▶ _Reading text_:
>>>
For just about as long as there have been computers, there have been people creating tiny pieces of software designed to steal information from other computers. Sometimes that involves stealing money, while other times it's just for the sake of gathering personal information.

Sometimes it's both. 

There is an entire industry that exists to try and prevent these little pieces of software from infecting your computer and ruining your day (or worse). That's how we get anti-virus software, VPNs, and firewalls. Of course, if you use a Mac, you've pretty much always just ignored all of that because, generally speaking, most of the viruses--as those little pieces of software are known--were made for Windows-based PCs. 

Yes, there have been a few that affect MacOS but you're more likely to get a sensible answer to a question from Siri than have your Mac infected with a virus. It just doesn't happen very often.

Which is why it's bad news that a new ransomware attack is targeting Macs. Known as ThiefQuest, the malware was discovered by Dinesh Devadoss, a researcher at K7 Lab, who shared his findings on Twitter. 

Ransomware is software that encrypts a targeted computer's files and demands a ransom in exchange for the decryption key. Usually, these attacks target local governments,  hospitals, or large corporations with large networks of computers. When the ransomware infects the network, the entire thing is encrypted, meaning the organization is essentially paralyzed until it pays up. 

So, it's not something you really want on your MacBook Pro. 

As if that wasn't bad enough, this particular virus is actually a combination of both ransomware and a keystroke tracker which allows the hacker to monitor a user's keyboard strokes and capture login credentials or payment information. That makes it potentially even more malicious, though putting them together also makes it less dangerous, at least in practice. 

Ransomware is definitely bad news, and having someone snooping on your passwords or credit card information is potentially even worse. Except, once your computer's files are encrypted and a ransom note pops up on your screen, it's not all that likely that you're going to start logging into your bank account or Facebook profile. That means the malware isn't likely to actually capture any information from you. 

Also, as of now, it appears that the ransomware is being distributed through compromised versions of software installers found on torrent sites. So far, it's been discovered in installers for security software Little Snitch, a DJ tool called Mixed in Key, and Ableton, which is a live music production tool. In other words, if you're pirating software, you're putting yourself at risk. 

The good news is, it isn't likely that you'll become infected in the normal course of using your Mac. If you only install software that you get from a trusted source like the Mac App Store, or that has been "signed" or verified by Apple, you can avoid many of the risks of installing malware. Sure, that usually means actually, you know, paying for the software you use, but as they say, you get what you pay for. 

And sometimes you end up paying a lot more.
<<<
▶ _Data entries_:
>>>
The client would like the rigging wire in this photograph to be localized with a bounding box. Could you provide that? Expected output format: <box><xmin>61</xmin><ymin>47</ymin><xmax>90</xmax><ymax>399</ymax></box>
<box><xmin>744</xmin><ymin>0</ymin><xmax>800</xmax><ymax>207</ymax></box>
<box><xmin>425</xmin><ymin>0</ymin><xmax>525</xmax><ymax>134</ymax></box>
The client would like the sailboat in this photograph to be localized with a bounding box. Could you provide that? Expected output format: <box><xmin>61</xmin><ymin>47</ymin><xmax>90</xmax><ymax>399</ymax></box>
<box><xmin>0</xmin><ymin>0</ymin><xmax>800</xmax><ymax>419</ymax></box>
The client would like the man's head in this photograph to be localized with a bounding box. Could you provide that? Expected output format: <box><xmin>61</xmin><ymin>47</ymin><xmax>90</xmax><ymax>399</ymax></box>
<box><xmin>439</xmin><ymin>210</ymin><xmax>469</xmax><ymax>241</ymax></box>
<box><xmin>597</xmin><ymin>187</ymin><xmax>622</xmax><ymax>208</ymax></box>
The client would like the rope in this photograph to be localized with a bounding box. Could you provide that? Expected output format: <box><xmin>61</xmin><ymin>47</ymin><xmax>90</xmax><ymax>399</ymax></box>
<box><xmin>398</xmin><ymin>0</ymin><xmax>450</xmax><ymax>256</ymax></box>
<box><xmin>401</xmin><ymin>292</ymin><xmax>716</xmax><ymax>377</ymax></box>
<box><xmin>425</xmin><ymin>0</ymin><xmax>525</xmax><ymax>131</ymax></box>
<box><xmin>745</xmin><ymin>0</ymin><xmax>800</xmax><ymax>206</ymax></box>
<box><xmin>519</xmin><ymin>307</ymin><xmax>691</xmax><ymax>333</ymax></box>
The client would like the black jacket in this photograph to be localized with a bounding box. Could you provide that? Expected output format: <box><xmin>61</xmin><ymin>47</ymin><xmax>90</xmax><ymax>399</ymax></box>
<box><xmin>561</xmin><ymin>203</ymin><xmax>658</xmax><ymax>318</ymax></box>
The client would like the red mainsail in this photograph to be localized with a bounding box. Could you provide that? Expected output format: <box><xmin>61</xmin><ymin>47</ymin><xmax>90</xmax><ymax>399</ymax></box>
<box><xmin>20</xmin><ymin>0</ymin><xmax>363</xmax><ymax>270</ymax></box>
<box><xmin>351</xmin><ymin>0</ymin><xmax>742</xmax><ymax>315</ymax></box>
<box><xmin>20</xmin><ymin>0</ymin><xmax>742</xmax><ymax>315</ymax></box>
<<<
▶ _Task description_:
Write out the portion of the ThiefQuest article starting at "The good news" and ending at "you pay for.", reproducing it word for word. The records have no connection to the article on Mac ransomware.

▶ _Problem solution_:
The good news is, it isn't likely that you'll become infected in the normal course of using your Mac. If you only install software that you get from a trusted source like the Mac App Store, or that has been "signed" or verified by Apple, you can avoid many of the risks of installing malware. Sure, that usually means actually, you know, paying for the software you use, but as they say, you get what you pay for.